:: ТЕКСТ ДЛЯ ЧТЕНИЯ

Автор предлагаемого материала Маргарита Николаевна Егорова, историк, индолог, кандидат наук. В течение 46 лет - сотрудник Института востоковедения РАН (с 1999 г. - на пенсии). Автор монографий по рабочему классу, трудовому законодательству и зарождению коммунистического движения Индии. Последние 15 лет занималась изучением индийской философии и исследованием Учения Живой Этики или Агни Йоги - жизненного кредо всех четверых Рерихов. По результатам исследований была подготовлена и рекомендована к печати рукопись книги «Рерихи о культуре», а также опубликованы статьи в журналах «Философские Науки» (№5-6/ 1995 и № 1-4/1996) и «Дельфис» (№4/1997, №3/1999, №4/2000, №1/2001, №3/2001, №1/2002, №1/2003).

            Нижеследующая публикация -  доклад М.Н. Егоровой на Рериховских чтениях, состоявшихся в ИВРАН 26-27 ноября 2003 г.
 
О Юрии Николаевиче Рерихе

Мое сообщение о Юрии Николаевиче я посвящу главным образом одной теме - его ухода с земного плана. Скажу сразу: настало время обратиться к этому вопросу и задуматься над причинами внезапной кончины Ю.Н. Сегодня такое обращение приняло настоятельный характер. Это важно для всех, и, прежде всего, для тех, кто ранее соприкасался с Ю.Н. и для тех, кого сегодня волнуют его труды и мысли. Это важно для освобождения сознания от инерции страхов прошлого и утверждения справедливости.
            Обращение к этому вопросу потребует, вероятно, усилий не одного исследователя. И если будут собраны архивные материалы, а также мнения людей, знавших Ю.Н., их искренние мысли и предположения, то вся эта тщательно выявленная мозаика приблизит нас к истинной картине случившегося. Надеюсь, что и мои мысли, связанные с этим трагическим событием, будут полезны.
            Но сначала, вероятно, уместно привести мои личные воспоминания о Юрии Николаевиче и о том времени, когда он работал в отделе Индии, сотрудником которого была и я. Очень кратким рассказом об этом я предварила свой доклад на Рериховских чтениях 1997 года, посвященных 95-летию Юрия Николаевича. Сейчас же скажу лишь самое главное.
            Я не имела счастья быть ученицей Ю.Н., ибо занималась совершенно иной тематикой. Но появление Ю.Н. в нашем отделе было событием, оказавшим особое влияние и на меня и, думаю, на многих из нас.

::::
:: НАБОР ДАННЫХ

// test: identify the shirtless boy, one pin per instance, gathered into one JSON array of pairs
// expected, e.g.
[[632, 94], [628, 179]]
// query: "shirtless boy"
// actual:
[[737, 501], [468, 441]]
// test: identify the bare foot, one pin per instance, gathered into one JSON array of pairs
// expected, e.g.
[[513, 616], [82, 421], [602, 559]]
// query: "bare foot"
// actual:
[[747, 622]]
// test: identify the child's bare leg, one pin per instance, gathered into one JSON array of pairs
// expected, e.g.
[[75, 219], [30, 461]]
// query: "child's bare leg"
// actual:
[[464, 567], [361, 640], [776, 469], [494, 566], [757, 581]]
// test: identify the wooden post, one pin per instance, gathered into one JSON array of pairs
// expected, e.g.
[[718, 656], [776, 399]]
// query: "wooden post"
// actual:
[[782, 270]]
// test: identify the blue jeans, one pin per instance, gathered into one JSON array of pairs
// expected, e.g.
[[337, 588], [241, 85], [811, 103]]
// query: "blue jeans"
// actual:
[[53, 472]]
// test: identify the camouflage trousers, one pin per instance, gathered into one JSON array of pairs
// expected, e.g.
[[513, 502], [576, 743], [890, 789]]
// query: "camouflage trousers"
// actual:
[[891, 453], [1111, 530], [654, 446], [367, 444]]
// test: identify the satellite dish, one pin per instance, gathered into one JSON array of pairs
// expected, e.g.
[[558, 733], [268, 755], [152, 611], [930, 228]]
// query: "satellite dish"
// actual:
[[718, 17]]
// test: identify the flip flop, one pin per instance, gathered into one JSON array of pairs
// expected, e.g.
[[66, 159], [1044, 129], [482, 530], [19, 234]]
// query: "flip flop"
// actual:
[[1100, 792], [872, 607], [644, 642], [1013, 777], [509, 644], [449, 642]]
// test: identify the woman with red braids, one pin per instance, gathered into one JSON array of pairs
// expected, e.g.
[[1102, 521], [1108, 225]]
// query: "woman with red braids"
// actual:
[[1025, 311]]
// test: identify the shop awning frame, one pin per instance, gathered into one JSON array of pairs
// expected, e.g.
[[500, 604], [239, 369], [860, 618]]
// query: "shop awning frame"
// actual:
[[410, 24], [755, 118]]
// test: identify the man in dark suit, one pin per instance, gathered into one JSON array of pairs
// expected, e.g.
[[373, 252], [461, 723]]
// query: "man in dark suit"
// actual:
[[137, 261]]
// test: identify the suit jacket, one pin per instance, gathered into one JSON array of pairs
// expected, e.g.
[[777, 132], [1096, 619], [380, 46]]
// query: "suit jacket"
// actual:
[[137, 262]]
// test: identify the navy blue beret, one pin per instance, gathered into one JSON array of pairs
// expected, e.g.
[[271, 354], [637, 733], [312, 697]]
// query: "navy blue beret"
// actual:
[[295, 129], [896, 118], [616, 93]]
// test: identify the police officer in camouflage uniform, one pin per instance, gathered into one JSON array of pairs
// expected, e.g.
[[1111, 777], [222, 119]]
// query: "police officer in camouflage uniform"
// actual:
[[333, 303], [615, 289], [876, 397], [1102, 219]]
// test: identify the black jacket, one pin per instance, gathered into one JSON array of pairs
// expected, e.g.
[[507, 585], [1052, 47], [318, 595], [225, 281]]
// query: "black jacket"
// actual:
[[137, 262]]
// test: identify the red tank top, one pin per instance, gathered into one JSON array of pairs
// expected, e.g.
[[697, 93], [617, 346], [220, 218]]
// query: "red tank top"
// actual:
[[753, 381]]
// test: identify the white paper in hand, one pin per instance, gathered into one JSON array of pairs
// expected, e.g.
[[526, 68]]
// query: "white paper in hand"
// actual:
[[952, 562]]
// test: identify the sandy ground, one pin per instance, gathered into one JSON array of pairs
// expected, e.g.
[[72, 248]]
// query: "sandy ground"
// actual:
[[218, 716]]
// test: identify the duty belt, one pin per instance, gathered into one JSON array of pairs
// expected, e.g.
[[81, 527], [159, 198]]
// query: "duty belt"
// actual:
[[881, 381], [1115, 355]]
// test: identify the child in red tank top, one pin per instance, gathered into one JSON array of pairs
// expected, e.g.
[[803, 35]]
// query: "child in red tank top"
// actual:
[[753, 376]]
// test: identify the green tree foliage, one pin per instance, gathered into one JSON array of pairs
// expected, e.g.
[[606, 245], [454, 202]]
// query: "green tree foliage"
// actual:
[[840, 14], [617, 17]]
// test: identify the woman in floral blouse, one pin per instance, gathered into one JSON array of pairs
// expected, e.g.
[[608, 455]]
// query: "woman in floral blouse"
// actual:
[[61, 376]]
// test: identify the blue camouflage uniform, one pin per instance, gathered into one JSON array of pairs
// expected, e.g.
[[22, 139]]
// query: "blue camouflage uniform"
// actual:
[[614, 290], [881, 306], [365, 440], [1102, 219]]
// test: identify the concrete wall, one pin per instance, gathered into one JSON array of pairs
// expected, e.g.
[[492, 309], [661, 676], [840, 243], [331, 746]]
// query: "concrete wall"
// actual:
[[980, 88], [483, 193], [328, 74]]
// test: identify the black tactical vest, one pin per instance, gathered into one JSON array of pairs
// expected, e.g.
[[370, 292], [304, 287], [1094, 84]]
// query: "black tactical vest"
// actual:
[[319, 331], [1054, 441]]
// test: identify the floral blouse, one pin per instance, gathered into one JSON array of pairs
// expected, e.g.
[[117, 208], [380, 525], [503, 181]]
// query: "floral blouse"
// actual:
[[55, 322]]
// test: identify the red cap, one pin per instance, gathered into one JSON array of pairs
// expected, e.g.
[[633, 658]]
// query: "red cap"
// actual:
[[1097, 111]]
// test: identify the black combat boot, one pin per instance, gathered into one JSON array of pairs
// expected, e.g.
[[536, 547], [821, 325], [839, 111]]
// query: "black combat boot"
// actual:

::::

ЗАДАНИЯ:
[A] Перепишите из доклада о Юрии Николаевиче Рерихе фрагмент, начиная со слов «Нижеследующая публикация -  доклад» и заканчивая словами «и утверждения справедливости.».
[B] Почему, согласно докладу о Юрии Николаевиче Рерихе, автор не была ученицей Ю.Н.? Ответьте в одном–трех предложениях.

ОТВЕТЫ К ЗАДАНИЯМ:
[A]
Нижеследующая публикация -  доклад М.Н. Егоровой на Рериховских чтениях, состоявшихся в ИВРАН 26-27 ноября 2003 г.
 
О Юрии Николаевиче Рерихе

Мое сообщение о Юрии Николаевиче я посвящу главным образом одной теме - его ухода с земного плана. Скажу сразу: настало время обратиться к этому вопросу и задуматься над причинами внезапной кончины Ю.Н. Сегодня такое обращение приняло настоятельный характер. Это важно для всех, и, прежде всего, для тех, кто ранее соприкасался с Ю.Н. и для тех, кого сегодня волнуют его труды и мысли. Это важно для освобождения сознания от инерции страхов прошлого и утверждения справедливости.

[B] Автор не была ученицей Ю.Н., потому что занималась совершенно иной тематикой.